***** Raw data *****
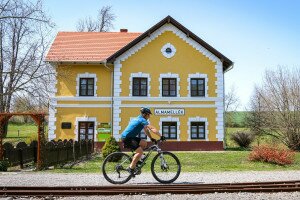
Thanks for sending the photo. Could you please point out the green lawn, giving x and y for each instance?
(196, 162)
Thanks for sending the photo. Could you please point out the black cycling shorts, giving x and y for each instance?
(131, 143)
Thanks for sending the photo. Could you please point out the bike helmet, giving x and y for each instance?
(145, 110)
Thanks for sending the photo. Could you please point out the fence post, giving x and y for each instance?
(21, 158)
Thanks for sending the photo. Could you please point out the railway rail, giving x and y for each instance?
(268, 187)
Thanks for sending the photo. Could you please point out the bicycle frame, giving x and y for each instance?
(150, 149)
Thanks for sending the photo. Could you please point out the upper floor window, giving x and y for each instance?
(169, 130)
(86, 87)
(142, 134)
(139, 86)
(169, 87)
(197, 130)
(197, 87)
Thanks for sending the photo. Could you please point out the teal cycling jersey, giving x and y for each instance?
(135, 127)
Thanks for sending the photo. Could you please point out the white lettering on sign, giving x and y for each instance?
(179, 111)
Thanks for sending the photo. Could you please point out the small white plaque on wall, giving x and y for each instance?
(167, 111)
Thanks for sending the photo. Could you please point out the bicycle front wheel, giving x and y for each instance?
(165, 167)
(115, 166)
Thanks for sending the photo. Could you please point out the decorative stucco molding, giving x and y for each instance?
(86, 75)
(139, 75)
(197, 119)
(169, 75)
(170, 119)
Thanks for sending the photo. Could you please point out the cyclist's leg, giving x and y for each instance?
(143, 144)
(136, 157)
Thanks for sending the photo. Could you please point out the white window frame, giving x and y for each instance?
(169, 75)
(86, 75)
(170, 119)
(86, 119)
(168, 55)
(197, 119)
(139, 75)
(148, 139)
(197, 75)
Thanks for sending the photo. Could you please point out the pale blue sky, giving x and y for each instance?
(256, 35)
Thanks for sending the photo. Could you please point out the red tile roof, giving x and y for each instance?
(88, 46)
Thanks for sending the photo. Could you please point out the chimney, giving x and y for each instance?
(123, 30)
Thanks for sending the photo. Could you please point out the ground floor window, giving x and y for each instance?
(197, 130)
(86, 130)
(169, 130)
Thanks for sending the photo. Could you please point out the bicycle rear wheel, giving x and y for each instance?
(115, 166)
(165, 167)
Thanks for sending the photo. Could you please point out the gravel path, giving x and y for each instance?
(60, 179)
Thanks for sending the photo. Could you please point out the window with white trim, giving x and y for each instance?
(142, 135)
(169, 87)
(139, 86)
(169, 130)
(86, 87)
(197, 130)
(197, 87)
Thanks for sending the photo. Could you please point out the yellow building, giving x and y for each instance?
(104, 78)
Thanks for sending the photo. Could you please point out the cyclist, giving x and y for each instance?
(130, 139)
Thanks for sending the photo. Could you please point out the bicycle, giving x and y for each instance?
(165, 166)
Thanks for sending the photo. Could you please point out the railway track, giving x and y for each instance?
(268, 187)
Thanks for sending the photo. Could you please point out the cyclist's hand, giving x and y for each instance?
(162, 138)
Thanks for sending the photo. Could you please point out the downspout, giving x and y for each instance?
(112, 95)
(224, 114)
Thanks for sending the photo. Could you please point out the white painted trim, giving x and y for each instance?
(139, 75)
(81, 98)
(176, 31)
(52, 119)
(198, 75)
(116, 103)
(220, 104)
(85, 119)
(86, 75)
(131, 118)
(69, 98)
(168, 55)
(148, 99)
(170, 119)
(168, 105)
(169, 75)
(83, 106)
(197, 119)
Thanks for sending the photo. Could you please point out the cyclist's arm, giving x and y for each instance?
(149, 128)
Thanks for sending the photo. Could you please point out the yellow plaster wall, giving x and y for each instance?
(67, 74)
(103, 115)
(209, 113)
(186, 60)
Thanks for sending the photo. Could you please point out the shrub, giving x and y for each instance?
(243, 139)
(110, 146)
(4, 164)
(273, 155)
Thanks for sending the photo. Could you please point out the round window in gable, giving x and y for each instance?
(168, 50)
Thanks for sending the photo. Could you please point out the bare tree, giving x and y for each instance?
(24, 39)
(103, 23)
(276, 106)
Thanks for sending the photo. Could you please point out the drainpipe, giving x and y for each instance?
(112, 96)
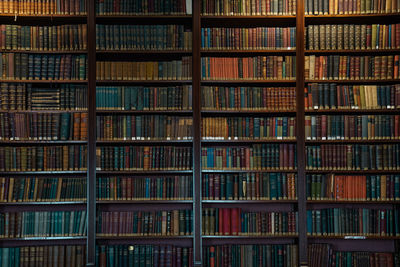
*****
◆ What is asked ◆
Switch every "point out" in the lines above to "locate" and write all the lines out again with nothing else changed. Leave the pictures out of your answer.

◆ Answer in full ◆
Thanks for sending the photo. Could you please locate the green lawn, giving x and y for each instance?
(196, 162)
Thanks for sending the photo. Could you please locate the black cycling shorts, giving x and y for each instance?
(131, 143)
Thanks for sending the photo. Could you please locate the bike helmet, giving x and y for each instance?
(145, 110)
Thanks for sending the photo. Could you please locate the fence post, giving x and y for each instance?
(21, 158)
Thanks for sending the photo. Could you please locate the railway rail, giving x and y for each instance?
(268, 187)
Thanks for sending the photo. Could you please locate the bicycle frame, giving x and y for each instance?
(150, 149)
Thanks for sending the photo. Could you please locate the upper floor window, giving x and y for each instance?
(169, 130)
(86, 87)
(142, 134)
(139, 86)
(169, 87)
(197, 130)
(197, 87)
Thanks for sending the photo. Could you please locate the teal cycling jersey, giving x and y for each instance?
(135, 127)
Thanks for sending the photo. Could you please locate the white lettering on sign, giving x and y for each instance?
(179, 111)
Thanks for sending the photo. Could you please locate the small white plaque on wall, giving x and y for each instance?
(167, 111)
Thanks for sending the photo. Could you please locate the bicycle front wheel, giving x and y for each instance?
(165, 167)
(115, 166)
Thanks for sending the photo. Could you please locate the decorative stucco molding, giving x and y for each instance?
(86, 75)
(139, 75)
(197, 119)
(169, 75)
(170, 119)
Thanks for sending the photo. Could you please locate the cyclist's leg, giving x and y for each instance?
(143, 144)
(136, 157)
Thanks for sending the photo. Could you please locate the white window frame, giving x and y for each instance?
(169, 75)
(86, 75)
(170, 119)
(86, 119)
(168, 55)
(197, 119)
(139, 75)
(148, 139)
(197, 75)
Thanks for sending the photo. Could you please locate the pale blue sky, giving x and y for each instance?
(256, 35)
Thanks for sending the photo. Could you please locate the red tile roof, giving x and y for each instance?
(88, 46)
Thanks for sending the photo. Could you please locate the chimney, giving x and y for each instance?
(123, 30)
Thanks for sending the photo. Could you please locate the ground floor window, giving x and y for each instance?
(197, 130)
(86, 130)
(169, 130)
Thanks for sending the photo. Could you please locate the bicycle rear wheel, giving x and y for each instance?
(115, 166)
(165, 167)
Thanks for sending the photo. Could you please locate the gravel path, giving x and y for each instance?
(60, 179)
Thanks for sending the photo. Could you please locate the window with white trim, giving x and y for each instance?
(142, 135)
(169, 87)
(139, 86)
(169, 130)
(86, 87)
(197, 130)
(197, 87)
Thanks for sending the photo. Could you please locate the yellow building, giving x and y for each instance?
(104, 78)
Thanks for sending the photo. Could you please locate the cyclist, giving x and y for each instance?
(130, 139)
Thanks for sending the photo. Could you please locate the bicycle, giving x and y for each instance?
(165, 166)
Thanks for sending the photo. Could you please locate the railway track, giving x and y for each instance?
(268, 187)
Thanks for sending the photo. Could you please locate the cyclist's hand, giving x and y for each instance?
(162, 138)
Thanks for sending the photo. Could you please locate the downspout, giving x and y for each instance?
(112, 95)
(224, 114)
Thanks for sending the photo. Could you please locate the white painted trim, giving x and y for each instance?
(139, 75)
(81, 98)
(176, 31)
(52, 119)
(198, 75)
(116, 103)
(220, 104)
(85, 119)
(86, 75)
(131, 118)
(69, 98)
(168, 55)
(148, 99)
(170, 119)
(168, 105)
(169, 75)
(83, 106)
(197, 119)
Thanks for sending the photo. Could you please locate the cyclist's arm, giving x and y for each instance?
(149, 128)
Thanks for sending the photo. Could you please locate the yellow plaster wall, giving x and y for each instance?
(67, 74)
(103, 115)
(209, 113)
(186, 60)
Thanks for sending the photo. Could you please locate the shrub, giving x and y for each instance?
(243, 139)
(110, 146)
(4, 164)
(273, 155)
Thanks for sending the photo. Could you please locate the round window in gable, giving x and y for each instance?
(168, 50)
Thanks for sending the photo. Could you please locate the bare tree, giving x and y for each instance?
(24, 39)
(103, 23)
(276, 106)
Thanks for sending the photo. Could you please locate the drainpipe, giving x and y for each instance?
(112, 96)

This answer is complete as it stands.